__What to produce__. Output, word for word, the passage of the fab lab discussion below that begins with the words "Depends what you" and ends with "isn't there yet.".

However a lot of materials have a minimum process size that makes economic
sense; if you spend all your time grinding up sticks from your yard to
make paper, you'll never finish that novel you intended to write. The
situation gets more complicated when the book is about papermaking.

> So then could we competitively have mini-mills and metal molds fabricated on
> demand at a local fab lab?

Competitively, no. It's unlikely we could buy the raw materials for a mini
mill at less than the price of the finished product from China. It is
possible to do, though. Don't neglect the benefit of having custom
designed machinery for your particular set of requirements.

> That makes sense. Labs therefore need to replicate to meet demand as it is
> made practical.

Labs need to focus on automation so that they aren't subjecting their
members to excessive opportunity costs by making everything from scratch.

If you spend 1000 man-hours building the equivalent of a $1000 machine,
have you gained or lost? What about the second or third time you do it?

> For those on this list knowledgeable of working with metals and
> refrigeration. Is fabbing a Fridge from scratch feasible?

Depends what you mean by "scratch" - I'd define scratch as the most
abundant minerals in earth's crust, water, sunlight, and air. Given that,
your "refrigerator" would probably end up looking something like a fat
tree. Not a bad design, all things considered, but our technology simply
isn't there yet.

Now if you take "scratch" as "anything you can buy at a Home Depot then
the situation changes, but is that really what you mean?

> What are the steps and how long would it take with optimal tools and
> processes?

Like a refrigerator factory?

__Data listing__.
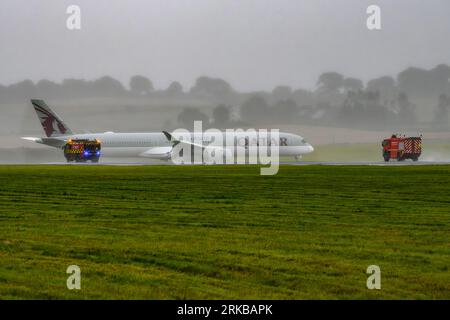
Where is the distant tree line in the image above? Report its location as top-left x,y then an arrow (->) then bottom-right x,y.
0,64 -> 450,128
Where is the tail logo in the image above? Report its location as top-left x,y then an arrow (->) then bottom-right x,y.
34,104 -> 67,137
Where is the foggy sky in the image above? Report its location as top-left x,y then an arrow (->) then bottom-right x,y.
0,0 -> 450,91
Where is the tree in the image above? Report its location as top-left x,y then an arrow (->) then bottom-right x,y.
177,107 -> 209,129
130,75 -> 154,95
191,77 -> 235,103
166,81 -> 183,96
342,78 -> 364,92
397,92 -> 416,124
273,99 -> 299,123
36,79 -> 62,98
317,72 -> 344,92
272,86 -> 292,101
213,104 -> 231,126
434,94 -> 450,126
91,76 -> 125,97
241,95 -> 269,122
367,76 -> 396,99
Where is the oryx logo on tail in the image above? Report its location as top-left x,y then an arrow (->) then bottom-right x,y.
31,99 -> 72,137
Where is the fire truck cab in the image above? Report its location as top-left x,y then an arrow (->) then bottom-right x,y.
381,134 -> 422,162
63,139 -> 101,162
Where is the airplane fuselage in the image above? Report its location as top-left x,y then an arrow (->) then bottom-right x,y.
48,132 -> 314,158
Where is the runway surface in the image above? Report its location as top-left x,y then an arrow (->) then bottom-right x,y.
2,161 -> 450,166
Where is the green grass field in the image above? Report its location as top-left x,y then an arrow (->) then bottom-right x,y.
0,165 -> 450,299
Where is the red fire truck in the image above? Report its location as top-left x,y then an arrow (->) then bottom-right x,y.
381,134 -> 422,162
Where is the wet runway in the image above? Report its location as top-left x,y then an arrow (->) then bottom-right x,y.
8,161 -> 450,166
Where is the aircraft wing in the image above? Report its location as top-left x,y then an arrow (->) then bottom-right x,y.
139,147 -> 172,160
163,131 -> 231,162
21,137 -> 67,148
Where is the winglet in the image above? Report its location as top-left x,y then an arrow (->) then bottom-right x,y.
163,131 -> 172,141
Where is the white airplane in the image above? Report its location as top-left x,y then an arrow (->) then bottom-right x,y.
22,99 -> 314,160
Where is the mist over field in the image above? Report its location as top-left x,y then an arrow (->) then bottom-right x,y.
0,0 -> 450,162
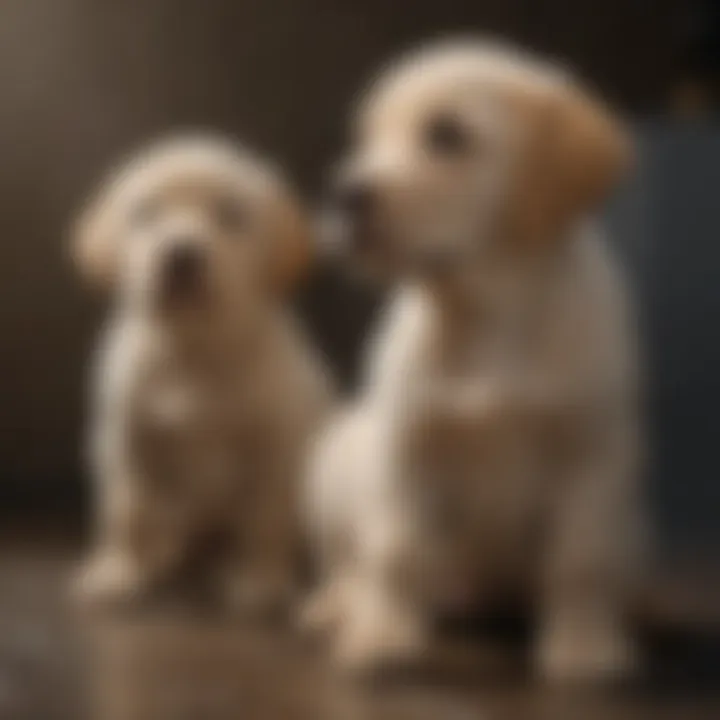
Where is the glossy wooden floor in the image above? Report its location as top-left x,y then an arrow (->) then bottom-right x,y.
0,533 -> 720,720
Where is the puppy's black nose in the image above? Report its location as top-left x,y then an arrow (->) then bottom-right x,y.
165,238 -> 205,289
332,181 -> 376,222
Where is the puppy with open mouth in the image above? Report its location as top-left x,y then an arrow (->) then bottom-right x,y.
303,41 -> 640,679
73,136 -> 328,609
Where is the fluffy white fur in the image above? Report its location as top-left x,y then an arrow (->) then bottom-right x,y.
303,42 -> 639,679
74,137 -> 328,607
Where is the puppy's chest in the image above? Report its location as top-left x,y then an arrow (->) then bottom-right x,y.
132,372 -> 270,486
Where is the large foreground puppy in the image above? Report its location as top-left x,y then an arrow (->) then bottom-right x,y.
74,138 -> 326,605
304,43 -> 638,678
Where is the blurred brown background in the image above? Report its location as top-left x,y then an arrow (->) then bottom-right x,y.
0,0 -> 714,560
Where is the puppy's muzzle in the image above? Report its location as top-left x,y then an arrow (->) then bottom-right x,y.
162,237 -> 206,299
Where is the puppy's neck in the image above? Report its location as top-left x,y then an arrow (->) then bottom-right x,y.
420,243 -> 562,348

__Reply__.
Depends what you mean by "scratch" - I'd define scratch as the most
abundant minerals in earth's crust, water, sunlight, and air. Given that,
your "refrigerator" would probably end up looking something like a fat
tree. Not a bad design, all things considered, but our technology simply
isn't there yet.